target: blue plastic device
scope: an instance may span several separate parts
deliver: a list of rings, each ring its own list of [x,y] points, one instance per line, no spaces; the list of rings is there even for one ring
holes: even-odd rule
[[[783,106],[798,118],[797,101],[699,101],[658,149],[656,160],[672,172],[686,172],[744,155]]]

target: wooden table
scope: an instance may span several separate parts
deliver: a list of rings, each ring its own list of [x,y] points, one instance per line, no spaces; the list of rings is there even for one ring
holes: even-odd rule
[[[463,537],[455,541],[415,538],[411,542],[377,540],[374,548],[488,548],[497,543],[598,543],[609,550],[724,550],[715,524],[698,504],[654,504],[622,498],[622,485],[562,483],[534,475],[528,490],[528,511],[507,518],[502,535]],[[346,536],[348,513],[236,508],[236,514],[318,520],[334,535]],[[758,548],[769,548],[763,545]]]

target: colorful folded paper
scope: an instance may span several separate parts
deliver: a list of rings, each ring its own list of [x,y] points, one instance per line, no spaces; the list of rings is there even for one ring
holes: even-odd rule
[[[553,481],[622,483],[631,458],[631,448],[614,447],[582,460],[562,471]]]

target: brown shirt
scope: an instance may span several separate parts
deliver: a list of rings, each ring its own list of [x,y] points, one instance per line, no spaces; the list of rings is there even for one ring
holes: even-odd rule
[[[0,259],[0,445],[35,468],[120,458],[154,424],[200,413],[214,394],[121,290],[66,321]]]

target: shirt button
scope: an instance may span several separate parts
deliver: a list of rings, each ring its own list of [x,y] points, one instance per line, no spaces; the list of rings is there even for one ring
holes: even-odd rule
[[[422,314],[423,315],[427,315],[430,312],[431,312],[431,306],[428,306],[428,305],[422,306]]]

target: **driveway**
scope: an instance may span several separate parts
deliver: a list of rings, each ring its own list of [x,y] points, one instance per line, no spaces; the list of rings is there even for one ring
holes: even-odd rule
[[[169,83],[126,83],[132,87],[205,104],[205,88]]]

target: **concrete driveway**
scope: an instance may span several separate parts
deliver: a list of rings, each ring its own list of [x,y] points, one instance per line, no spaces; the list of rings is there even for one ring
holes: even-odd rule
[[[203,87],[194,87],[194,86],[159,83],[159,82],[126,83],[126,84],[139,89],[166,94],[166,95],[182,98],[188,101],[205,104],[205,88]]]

# Task:
Checking each line of the data, count the ones containing "driveway", and give only that count.

# Answer box:
2